What is needed:
Once you find the line with "such as [326,265]." in the data that follows, repeat it and every line after it exactly, through the line with "such as [295,32].".

Data supplied: Begin

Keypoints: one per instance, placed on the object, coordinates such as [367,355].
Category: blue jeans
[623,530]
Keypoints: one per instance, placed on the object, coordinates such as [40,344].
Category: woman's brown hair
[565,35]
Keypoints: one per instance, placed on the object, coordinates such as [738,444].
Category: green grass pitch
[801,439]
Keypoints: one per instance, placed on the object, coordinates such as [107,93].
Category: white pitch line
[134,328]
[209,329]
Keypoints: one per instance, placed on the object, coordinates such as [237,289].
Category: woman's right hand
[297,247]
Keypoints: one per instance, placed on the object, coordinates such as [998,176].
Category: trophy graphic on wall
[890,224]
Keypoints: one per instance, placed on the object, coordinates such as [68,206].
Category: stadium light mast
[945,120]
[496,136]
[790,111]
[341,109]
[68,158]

Data supplied: End
Data supplied: Begin

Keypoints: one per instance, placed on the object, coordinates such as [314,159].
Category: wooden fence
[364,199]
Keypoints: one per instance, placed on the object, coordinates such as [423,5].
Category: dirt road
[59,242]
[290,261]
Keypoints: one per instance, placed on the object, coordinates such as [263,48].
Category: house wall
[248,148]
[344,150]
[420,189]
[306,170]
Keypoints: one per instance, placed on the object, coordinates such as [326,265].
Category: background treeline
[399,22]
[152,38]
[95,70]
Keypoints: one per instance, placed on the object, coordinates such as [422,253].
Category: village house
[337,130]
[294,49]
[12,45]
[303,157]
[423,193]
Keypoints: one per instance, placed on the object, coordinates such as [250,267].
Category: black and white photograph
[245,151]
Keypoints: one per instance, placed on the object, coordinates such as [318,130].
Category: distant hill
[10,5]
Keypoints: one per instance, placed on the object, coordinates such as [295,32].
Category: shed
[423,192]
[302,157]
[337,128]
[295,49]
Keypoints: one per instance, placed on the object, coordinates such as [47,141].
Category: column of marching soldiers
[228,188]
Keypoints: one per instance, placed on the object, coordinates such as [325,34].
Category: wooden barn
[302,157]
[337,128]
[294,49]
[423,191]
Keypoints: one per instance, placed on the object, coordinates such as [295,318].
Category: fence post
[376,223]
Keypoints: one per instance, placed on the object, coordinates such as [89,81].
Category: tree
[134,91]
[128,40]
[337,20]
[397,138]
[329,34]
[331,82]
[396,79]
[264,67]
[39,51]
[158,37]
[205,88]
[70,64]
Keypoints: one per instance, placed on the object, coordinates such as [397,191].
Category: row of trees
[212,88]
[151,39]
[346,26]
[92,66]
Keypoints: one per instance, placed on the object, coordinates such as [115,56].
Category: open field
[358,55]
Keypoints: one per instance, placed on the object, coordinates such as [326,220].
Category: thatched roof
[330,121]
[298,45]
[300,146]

Data supplied: End
Data supplied: Begin

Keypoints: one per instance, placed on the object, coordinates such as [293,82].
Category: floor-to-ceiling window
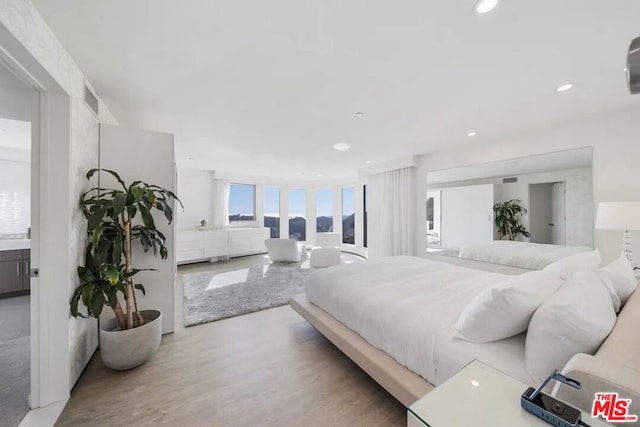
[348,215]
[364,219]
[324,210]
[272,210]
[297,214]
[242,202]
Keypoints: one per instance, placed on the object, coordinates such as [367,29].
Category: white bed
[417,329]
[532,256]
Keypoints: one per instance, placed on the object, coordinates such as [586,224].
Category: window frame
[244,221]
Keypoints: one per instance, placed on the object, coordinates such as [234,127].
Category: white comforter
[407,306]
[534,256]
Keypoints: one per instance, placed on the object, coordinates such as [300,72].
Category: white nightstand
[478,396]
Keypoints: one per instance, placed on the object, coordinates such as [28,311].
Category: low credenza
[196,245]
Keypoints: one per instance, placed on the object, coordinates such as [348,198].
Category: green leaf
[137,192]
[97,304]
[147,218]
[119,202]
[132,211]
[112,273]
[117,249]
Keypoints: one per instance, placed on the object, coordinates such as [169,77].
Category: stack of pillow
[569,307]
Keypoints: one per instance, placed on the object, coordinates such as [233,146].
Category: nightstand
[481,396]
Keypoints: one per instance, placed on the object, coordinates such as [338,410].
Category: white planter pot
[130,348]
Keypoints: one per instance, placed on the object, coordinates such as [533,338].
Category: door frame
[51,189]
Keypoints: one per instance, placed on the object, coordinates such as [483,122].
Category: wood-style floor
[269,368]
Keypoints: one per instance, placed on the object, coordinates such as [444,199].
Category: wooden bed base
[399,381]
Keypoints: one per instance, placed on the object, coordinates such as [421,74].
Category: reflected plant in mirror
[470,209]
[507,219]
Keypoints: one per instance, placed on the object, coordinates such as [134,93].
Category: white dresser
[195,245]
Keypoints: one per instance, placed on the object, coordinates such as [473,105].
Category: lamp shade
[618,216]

Data supplied: End

Response area:
Keypoints: one per instance, placed on the object, coordinates such as [326,265].
Category: background treeline
[399,22]
[152,38]
[95,70]
Keypoints: one per instance, placed on the object, coordinates such as [422,253].
Category: village house
[337,130]
[294,49]
[12,45]
[303,157]
[423,193]
Keypoints: one per instance, placed on the object, coordinates such as [250,267].
Category: black and white photograph
[245,151]
Keypoints: one per instance, placed on the object, coordinates such as [318,130].
Category: distant hill
[10,5]
Keypoints: one per instance, placed on the object, coordinates such as [295,32].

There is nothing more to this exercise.